Rows from a pointing dataset:
+ + + + +

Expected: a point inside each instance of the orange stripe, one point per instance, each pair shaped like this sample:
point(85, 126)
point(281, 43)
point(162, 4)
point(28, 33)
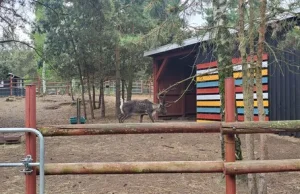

+ + + + +

* _REQUEST_: Copy out all of the material above, line for line, without any changes. Leave the picture out of your copy.

* _RESPONSE TO THE TASK_:
Expected: a point inside each instance of the orange stripe, one point per instance, each pair shaped like this sample:
point(85, 126)
point(281, 43)
point(162, 4)
point(28, 33)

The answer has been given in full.